Work instruction: From the records below, transcribe only the lines running from the one with "Target: light green field" through the one with "Target: sky". Keep both of those end lines.

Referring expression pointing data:
[Start of section]
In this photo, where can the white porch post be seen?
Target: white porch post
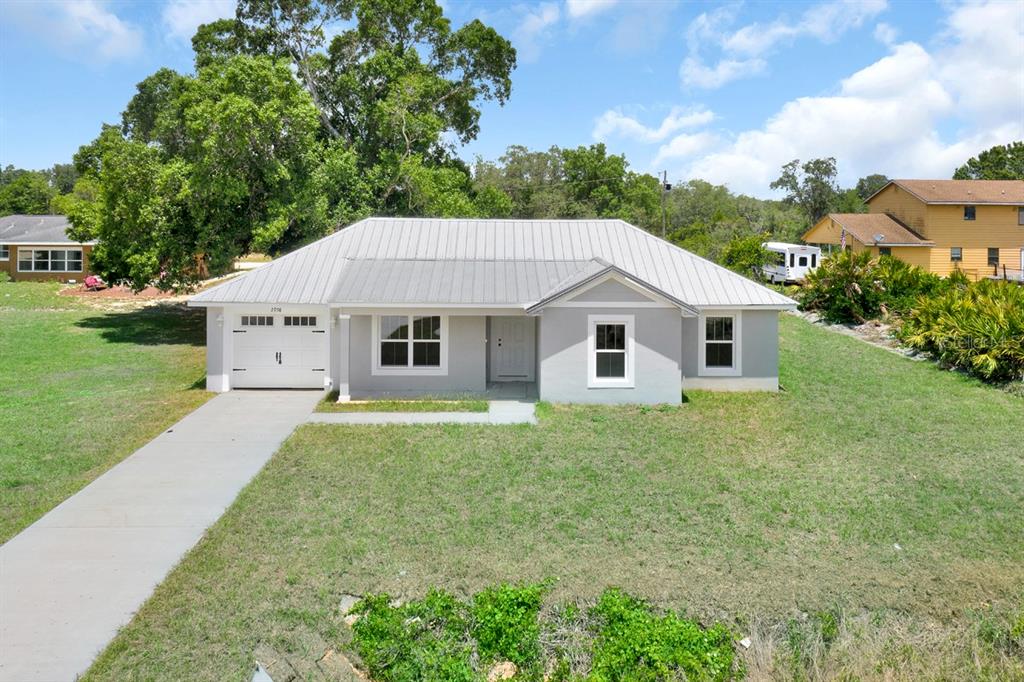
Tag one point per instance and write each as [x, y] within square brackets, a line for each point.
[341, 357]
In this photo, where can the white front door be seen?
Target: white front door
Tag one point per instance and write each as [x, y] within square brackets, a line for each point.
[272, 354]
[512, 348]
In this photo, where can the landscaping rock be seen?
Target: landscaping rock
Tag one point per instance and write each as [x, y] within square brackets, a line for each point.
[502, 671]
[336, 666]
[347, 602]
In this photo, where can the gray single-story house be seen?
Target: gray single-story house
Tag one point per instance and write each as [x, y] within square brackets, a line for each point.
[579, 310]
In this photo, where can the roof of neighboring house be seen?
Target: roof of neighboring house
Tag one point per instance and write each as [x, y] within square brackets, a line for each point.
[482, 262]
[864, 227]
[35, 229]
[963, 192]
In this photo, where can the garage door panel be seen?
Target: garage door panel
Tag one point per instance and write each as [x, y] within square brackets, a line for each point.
[End of section]
[Start of section]
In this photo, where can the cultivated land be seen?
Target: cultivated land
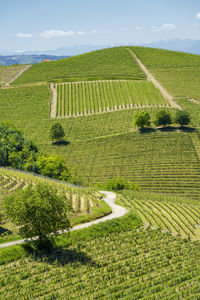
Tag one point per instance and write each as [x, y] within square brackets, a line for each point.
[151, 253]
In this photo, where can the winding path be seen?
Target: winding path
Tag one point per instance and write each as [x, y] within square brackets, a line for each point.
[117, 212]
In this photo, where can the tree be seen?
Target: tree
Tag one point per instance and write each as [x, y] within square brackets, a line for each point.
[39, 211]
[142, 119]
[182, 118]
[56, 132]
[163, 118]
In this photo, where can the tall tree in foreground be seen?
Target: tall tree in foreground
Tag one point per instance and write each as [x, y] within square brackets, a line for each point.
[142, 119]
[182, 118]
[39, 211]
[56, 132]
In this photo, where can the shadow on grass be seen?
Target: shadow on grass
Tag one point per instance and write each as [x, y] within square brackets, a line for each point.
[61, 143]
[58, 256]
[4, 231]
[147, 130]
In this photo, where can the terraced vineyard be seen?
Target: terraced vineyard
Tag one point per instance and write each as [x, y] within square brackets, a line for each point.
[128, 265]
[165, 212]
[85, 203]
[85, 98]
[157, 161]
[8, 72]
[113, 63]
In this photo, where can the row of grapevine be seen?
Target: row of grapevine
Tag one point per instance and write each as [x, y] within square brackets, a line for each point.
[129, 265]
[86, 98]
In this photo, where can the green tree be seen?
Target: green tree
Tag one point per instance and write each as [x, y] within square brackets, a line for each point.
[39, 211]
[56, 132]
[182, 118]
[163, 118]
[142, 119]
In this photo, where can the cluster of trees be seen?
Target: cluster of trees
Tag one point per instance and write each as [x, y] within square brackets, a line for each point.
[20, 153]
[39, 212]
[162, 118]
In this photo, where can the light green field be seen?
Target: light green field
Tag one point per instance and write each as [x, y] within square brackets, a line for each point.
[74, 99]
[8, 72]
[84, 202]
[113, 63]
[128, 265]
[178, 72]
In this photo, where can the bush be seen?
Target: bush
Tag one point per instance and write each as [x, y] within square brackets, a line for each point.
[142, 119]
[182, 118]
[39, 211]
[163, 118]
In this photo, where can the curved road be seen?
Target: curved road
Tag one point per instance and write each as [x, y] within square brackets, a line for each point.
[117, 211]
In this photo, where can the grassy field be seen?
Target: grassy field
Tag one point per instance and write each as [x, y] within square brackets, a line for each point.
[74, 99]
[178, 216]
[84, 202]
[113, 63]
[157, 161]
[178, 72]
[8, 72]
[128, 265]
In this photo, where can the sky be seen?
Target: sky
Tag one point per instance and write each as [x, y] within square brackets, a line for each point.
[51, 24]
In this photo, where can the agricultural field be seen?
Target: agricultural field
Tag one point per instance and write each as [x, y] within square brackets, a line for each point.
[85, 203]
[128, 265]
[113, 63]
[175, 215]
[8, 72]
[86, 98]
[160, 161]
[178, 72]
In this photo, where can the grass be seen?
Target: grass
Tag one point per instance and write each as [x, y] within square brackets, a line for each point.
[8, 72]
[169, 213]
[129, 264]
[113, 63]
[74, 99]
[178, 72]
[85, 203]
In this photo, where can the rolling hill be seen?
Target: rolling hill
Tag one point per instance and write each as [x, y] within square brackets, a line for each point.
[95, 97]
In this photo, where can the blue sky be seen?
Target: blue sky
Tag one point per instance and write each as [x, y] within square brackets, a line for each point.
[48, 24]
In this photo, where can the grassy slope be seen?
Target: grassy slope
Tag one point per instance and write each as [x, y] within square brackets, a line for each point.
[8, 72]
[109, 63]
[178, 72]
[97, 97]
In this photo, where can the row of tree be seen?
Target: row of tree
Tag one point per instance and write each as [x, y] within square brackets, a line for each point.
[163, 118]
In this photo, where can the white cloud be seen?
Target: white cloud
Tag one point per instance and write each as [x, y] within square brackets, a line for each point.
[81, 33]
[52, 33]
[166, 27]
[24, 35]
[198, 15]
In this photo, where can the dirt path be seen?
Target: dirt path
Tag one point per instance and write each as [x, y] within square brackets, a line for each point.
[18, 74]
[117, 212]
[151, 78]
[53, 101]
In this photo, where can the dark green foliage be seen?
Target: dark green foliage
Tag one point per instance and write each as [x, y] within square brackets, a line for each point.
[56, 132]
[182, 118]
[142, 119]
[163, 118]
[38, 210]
[End of section]
Exercise answer:
Target: light green field
Tag one point per instance and write each as [x, y] within square brackets, a line for each point.
[74, 99]
[8, 72]
[84, 202]
[113, 63]
[128, 265]
[178, 72]
In this photo, where can the bush be seen?
Target: bush
Tag one point per instance and write each as [x, y] within square brackets, a line for each point.
[142, 119]
[182, 118]
[39, 211]
[163, 118]
In this photo, where can the curved road be seen?
Target: curved road
Tag one point per instance and write each as [x, y] within square brackets, a line for each point.
[117, 211]
In this photo, where can the grassy field be seen?
Target: grassy field
Tag one point per instance and write each as [x, y] within square brackets, a line for each point.
[74, 99]
[178, 216]
[84, 202]
[113, 63]
[157, 161]
[178, 72]
[8, 72]
[128, 265]
In this photo, where can the sky be seen?
Target: sky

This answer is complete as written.